Every line below from the one containing "Task: where can the wooden" through the one containing "Target: white speedboat" is to be printed exactly, with the pictures omitted.

### GIVEN RECORDS
....................

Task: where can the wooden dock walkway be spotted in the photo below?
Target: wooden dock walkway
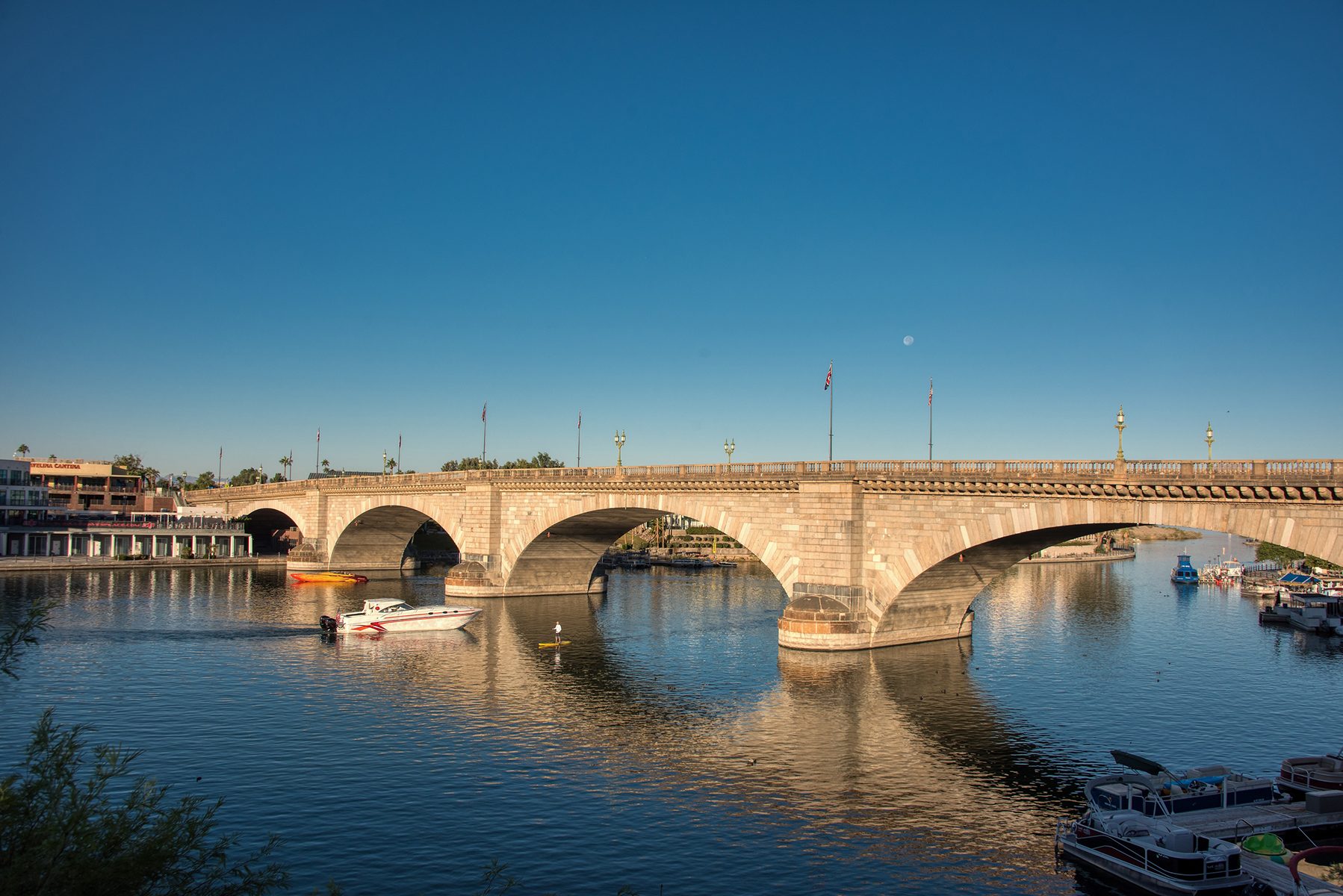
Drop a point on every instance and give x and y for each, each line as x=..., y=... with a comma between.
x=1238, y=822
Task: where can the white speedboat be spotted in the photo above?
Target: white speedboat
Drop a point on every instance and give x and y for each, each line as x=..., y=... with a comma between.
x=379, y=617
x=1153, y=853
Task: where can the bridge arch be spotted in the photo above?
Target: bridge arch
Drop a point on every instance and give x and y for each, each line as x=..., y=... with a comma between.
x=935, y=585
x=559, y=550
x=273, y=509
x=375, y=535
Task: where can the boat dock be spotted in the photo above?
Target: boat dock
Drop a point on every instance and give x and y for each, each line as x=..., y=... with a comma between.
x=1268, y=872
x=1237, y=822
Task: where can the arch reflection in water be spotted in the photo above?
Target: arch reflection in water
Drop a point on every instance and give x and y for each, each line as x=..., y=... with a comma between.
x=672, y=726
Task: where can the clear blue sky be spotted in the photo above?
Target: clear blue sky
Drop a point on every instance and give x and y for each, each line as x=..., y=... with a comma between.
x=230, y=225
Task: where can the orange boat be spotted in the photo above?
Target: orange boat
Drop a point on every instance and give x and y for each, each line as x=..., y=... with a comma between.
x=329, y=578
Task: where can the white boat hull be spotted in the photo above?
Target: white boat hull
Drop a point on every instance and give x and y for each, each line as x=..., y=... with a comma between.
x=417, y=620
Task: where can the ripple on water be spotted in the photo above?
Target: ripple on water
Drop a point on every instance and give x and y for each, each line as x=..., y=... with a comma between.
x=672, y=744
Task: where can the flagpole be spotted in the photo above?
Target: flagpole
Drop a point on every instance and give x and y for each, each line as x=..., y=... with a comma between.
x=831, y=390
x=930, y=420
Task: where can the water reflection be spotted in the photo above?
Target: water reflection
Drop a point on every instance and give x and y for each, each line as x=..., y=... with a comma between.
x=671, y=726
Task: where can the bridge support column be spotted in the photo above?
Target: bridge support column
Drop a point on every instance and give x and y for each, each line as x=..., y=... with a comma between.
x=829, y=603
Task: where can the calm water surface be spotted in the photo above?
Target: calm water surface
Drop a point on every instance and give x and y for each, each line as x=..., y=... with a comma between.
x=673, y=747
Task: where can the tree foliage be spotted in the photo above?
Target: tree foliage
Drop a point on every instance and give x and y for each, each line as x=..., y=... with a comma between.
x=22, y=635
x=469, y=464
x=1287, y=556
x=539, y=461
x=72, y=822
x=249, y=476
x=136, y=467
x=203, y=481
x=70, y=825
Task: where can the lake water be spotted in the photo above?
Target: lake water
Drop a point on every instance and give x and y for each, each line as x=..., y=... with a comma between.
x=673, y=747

....................

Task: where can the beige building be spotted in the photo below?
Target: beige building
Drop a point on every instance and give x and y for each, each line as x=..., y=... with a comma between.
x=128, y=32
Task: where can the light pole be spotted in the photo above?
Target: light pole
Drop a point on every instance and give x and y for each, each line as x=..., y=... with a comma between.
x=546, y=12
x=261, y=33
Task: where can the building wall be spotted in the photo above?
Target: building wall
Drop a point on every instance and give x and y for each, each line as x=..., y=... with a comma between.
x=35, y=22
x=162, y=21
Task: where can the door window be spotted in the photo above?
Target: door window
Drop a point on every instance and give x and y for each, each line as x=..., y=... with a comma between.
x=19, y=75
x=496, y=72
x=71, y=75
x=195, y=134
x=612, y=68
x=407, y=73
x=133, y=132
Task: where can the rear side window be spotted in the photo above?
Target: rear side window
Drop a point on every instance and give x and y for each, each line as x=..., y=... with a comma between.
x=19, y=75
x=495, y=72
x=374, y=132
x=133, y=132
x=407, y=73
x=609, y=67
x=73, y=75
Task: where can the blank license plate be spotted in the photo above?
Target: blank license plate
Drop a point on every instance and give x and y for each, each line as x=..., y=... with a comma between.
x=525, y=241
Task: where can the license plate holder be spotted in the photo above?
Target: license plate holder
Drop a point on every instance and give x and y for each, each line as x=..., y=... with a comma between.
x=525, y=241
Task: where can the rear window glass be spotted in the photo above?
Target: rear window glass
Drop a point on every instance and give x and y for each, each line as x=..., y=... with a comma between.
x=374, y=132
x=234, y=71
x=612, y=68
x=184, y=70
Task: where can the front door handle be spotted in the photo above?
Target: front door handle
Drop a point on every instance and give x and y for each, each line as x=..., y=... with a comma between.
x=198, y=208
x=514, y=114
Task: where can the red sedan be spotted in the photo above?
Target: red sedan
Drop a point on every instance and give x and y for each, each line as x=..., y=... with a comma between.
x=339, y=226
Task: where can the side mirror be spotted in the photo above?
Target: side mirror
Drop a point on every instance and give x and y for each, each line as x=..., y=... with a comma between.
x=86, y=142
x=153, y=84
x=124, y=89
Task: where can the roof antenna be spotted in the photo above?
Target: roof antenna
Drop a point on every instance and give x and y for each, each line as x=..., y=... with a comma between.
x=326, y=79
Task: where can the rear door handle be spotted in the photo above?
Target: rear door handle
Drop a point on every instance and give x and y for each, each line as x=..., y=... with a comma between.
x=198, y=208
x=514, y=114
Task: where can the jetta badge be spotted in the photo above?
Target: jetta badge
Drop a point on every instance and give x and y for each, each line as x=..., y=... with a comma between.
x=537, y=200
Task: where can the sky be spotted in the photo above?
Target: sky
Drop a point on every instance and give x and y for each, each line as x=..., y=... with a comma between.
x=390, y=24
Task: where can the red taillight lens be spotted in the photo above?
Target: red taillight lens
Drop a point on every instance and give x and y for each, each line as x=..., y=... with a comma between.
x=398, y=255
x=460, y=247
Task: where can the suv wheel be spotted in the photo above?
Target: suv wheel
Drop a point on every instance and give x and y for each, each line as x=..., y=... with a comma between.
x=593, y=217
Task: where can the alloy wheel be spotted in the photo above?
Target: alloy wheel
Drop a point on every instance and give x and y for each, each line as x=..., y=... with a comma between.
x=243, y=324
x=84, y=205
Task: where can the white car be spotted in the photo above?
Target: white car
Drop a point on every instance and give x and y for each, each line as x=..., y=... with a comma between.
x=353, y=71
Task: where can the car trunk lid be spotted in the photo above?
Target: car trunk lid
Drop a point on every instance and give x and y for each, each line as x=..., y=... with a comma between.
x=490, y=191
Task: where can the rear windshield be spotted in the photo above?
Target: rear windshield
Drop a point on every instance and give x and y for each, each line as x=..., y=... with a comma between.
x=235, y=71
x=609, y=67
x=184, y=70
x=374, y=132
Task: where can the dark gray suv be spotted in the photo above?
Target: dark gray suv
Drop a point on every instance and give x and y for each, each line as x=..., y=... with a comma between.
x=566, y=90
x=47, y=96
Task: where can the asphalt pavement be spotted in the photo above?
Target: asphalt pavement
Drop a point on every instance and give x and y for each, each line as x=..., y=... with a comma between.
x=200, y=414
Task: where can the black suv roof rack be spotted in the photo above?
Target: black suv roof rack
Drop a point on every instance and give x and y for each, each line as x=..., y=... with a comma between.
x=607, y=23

....................

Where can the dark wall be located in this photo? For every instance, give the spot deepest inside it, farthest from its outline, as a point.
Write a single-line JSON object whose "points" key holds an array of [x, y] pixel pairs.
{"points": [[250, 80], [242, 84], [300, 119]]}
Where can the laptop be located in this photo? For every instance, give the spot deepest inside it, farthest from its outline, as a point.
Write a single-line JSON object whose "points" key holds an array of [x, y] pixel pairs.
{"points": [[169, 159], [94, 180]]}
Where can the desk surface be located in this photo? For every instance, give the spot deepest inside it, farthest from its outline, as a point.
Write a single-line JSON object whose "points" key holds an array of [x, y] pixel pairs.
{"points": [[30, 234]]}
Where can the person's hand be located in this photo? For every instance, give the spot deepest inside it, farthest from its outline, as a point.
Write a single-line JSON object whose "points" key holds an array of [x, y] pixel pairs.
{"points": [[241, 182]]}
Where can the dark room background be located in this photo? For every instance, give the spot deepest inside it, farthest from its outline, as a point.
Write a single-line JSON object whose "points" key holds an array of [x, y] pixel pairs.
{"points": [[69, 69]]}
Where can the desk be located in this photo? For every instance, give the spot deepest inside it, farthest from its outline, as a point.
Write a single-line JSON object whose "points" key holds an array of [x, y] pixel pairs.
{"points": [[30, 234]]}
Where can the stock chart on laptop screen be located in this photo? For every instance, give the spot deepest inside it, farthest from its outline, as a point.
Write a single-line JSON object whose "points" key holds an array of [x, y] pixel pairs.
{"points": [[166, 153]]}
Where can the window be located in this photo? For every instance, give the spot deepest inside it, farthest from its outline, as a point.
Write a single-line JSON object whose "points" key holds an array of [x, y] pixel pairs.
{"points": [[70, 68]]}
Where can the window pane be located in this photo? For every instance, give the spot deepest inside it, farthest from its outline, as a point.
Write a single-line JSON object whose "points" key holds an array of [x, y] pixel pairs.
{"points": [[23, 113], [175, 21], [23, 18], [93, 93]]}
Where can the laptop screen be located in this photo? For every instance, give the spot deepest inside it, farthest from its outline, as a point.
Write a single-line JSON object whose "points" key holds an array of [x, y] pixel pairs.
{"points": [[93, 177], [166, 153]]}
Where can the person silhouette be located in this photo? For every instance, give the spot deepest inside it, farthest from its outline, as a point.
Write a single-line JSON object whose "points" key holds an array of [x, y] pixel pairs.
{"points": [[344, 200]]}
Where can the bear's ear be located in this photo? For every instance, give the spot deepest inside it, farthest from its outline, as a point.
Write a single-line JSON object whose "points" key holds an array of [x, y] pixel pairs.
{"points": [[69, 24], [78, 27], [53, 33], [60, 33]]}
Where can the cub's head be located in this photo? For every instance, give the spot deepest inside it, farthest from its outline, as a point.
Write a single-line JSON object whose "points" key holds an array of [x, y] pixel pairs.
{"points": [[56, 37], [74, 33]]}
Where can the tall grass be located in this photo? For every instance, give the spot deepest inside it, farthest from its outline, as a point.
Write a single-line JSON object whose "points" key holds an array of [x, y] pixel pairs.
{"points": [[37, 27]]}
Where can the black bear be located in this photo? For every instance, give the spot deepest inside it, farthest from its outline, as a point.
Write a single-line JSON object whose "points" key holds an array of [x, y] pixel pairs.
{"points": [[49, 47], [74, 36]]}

....................

### EXERCISE RESULT
Task: where can the wooden dock walkway be spotted in the photo below?
Target: wooden dock walkway
Drop a point on every instance and give x and y for each, each line as x=..., y=... with a comma between.
x=1238, y=822
Task: where can the white speedboat be spotted in the photo above?
Target: white speedboat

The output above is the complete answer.